Direction = Take the line that contains "Reviewer note: every instance of the car" as the first line and the last line of the material below as the final one; reproduce exactly the lines between, inclusive.

────

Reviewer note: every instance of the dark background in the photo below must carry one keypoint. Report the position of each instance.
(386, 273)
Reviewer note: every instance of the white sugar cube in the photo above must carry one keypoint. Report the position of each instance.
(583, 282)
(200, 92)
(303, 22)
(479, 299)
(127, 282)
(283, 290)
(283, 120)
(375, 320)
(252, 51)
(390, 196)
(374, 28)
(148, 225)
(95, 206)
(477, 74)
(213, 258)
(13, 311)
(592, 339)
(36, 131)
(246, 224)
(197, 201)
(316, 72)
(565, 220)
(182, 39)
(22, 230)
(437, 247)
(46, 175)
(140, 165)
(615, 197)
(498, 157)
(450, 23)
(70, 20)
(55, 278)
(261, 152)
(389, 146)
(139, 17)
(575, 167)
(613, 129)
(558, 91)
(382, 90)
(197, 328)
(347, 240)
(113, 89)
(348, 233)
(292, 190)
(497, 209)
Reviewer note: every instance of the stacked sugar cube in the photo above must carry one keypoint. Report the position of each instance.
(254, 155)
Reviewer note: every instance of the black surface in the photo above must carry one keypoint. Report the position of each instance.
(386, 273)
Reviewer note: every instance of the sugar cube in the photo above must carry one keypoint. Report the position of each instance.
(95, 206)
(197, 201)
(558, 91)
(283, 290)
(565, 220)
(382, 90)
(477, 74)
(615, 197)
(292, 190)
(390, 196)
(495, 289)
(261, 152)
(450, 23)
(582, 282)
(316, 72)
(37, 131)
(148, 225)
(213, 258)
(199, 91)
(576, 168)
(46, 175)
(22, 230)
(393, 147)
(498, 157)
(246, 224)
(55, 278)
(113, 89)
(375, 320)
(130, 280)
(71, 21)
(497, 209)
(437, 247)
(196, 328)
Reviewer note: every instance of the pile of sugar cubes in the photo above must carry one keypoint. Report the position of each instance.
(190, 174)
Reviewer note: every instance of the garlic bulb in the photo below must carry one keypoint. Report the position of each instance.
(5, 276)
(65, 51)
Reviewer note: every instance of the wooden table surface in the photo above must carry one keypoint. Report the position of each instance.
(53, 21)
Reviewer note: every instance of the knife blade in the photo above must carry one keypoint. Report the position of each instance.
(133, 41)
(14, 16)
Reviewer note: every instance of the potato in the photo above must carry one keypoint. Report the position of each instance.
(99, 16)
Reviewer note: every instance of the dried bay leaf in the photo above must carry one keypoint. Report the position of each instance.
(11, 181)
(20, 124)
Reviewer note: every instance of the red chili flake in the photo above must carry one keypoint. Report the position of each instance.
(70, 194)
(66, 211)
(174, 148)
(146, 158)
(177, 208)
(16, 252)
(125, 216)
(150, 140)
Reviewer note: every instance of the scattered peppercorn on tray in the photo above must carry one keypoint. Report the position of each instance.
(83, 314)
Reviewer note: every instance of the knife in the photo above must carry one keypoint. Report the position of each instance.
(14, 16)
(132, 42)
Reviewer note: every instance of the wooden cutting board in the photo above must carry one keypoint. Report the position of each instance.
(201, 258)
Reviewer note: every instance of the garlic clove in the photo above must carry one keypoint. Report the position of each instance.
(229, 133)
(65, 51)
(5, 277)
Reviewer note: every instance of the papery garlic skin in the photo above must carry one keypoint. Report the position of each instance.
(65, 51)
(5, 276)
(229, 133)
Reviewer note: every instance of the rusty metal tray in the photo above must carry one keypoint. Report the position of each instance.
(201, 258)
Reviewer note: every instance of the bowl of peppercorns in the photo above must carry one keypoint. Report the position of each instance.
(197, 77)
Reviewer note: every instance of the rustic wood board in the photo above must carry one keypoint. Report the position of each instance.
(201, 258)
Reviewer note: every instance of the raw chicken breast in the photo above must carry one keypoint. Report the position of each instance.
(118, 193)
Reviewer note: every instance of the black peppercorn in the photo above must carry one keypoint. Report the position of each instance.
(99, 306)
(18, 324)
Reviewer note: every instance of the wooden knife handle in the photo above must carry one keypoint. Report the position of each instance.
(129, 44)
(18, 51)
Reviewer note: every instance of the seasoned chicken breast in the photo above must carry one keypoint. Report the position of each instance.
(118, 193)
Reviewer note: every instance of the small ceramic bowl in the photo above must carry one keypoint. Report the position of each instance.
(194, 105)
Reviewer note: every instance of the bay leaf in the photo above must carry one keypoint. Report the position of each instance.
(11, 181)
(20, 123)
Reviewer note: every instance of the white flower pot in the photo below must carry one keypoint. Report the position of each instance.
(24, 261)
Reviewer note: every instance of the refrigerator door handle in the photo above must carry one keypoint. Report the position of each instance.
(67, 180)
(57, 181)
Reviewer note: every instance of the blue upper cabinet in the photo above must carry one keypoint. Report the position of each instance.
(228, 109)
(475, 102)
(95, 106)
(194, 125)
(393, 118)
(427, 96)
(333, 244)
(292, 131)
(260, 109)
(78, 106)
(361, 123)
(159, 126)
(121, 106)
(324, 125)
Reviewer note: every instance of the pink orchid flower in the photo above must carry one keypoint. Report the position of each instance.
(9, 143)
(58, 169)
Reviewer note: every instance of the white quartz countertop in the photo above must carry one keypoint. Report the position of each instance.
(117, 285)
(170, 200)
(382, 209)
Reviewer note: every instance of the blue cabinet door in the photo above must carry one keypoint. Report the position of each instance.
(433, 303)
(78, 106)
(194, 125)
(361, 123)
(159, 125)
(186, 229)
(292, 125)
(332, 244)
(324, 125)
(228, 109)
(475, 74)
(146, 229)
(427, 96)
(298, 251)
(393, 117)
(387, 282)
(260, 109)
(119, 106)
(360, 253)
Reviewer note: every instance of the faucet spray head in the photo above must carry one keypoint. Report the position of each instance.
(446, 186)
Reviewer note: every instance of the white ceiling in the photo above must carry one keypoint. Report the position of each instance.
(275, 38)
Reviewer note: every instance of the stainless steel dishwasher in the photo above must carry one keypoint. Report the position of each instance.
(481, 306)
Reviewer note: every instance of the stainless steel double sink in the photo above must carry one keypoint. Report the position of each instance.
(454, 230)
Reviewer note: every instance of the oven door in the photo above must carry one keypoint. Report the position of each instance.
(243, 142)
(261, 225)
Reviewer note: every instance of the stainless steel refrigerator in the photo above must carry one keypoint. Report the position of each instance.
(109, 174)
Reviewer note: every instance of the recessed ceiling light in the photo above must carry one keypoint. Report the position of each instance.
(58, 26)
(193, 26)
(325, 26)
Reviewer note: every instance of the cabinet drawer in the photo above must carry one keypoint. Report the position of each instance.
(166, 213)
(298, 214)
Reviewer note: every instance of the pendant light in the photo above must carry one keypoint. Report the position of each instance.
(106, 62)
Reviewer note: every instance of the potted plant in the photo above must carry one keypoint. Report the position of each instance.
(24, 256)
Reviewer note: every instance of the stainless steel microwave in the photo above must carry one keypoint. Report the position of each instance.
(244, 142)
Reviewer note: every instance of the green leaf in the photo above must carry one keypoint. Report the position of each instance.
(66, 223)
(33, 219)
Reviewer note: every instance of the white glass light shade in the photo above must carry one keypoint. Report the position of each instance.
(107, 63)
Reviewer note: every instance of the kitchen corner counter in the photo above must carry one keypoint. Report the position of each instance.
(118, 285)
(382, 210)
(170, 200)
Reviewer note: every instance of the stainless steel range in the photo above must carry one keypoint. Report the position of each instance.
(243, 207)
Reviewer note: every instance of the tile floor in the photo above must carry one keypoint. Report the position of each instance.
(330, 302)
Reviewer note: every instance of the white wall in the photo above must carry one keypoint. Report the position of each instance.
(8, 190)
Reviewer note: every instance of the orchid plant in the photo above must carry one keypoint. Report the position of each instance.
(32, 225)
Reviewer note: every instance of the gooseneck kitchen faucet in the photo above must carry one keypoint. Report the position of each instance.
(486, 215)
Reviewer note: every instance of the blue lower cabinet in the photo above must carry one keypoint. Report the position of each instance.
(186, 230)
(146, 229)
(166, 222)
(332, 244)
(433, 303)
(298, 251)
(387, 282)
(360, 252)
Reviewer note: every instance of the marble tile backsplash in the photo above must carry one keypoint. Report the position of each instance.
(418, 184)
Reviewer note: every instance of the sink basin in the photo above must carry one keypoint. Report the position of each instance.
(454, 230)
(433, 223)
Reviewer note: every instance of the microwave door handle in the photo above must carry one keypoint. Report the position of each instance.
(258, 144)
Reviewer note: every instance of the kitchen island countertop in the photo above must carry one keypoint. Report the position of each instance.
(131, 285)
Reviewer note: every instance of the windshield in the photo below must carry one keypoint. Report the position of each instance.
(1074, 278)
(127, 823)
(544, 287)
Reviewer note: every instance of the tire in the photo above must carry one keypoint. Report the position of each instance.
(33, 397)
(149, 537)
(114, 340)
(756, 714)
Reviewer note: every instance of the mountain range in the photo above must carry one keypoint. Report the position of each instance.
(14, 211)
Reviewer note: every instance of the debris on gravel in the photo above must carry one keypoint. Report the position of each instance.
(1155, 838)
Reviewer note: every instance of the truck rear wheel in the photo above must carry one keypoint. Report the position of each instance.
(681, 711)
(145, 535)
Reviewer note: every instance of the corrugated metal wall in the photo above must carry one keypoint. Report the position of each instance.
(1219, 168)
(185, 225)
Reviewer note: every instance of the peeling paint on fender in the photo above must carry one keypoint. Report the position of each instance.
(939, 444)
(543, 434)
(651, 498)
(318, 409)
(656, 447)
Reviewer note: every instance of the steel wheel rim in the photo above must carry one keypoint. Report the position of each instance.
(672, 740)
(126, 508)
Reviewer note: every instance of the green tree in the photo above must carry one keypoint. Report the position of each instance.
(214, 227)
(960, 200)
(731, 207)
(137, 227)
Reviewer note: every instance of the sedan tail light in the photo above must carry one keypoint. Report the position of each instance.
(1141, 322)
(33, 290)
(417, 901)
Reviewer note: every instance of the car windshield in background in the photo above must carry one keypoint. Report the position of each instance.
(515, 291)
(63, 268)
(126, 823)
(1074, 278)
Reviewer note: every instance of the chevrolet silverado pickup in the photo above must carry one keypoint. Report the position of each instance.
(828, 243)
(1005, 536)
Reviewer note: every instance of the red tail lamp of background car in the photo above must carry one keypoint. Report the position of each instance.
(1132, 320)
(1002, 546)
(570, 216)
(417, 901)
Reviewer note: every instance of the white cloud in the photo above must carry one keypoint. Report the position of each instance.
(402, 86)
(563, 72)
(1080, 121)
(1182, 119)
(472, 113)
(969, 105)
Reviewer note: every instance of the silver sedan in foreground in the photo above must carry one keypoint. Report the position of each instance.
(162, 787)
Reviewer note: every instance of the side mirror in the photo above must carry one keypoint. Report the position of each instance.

────

Written solution =
Reviewer note: every instance of the car windshield in background in the photo above must carry one keypoint. Report the position of each instance.
(515, 291)
(63, 268)
(126, 823)
(1074, 278)
Reviewer note: every instance of the chevrolet silverado pickup in the photo above must carry one keypoint. Report the position of each instance.
(828, 243)
(1005, 536)
Reviewer note: every instance of the red tail lamp of background car in the photo above must carry one keypoint. Report the position of each instance.
(1132, 320)
(1002, 546)
(570, 216)
(417, 901)
Reviewer note: every instance of the white cloud in the photo above must carry one keypoint. Report the position of each instance.
(402, 86)
(563, 72)
(1080, 121)
(1182, 119)
(472, 113)
(969, 105)
Reviewer note: every instance of the silver sedan in foreground in the photo above must carry one keypoint. Report the position of each instance.
(162, 787)
Reviewer note: every instance of the side mirror in the photo above must carry one keypoint. Report the position of each instance.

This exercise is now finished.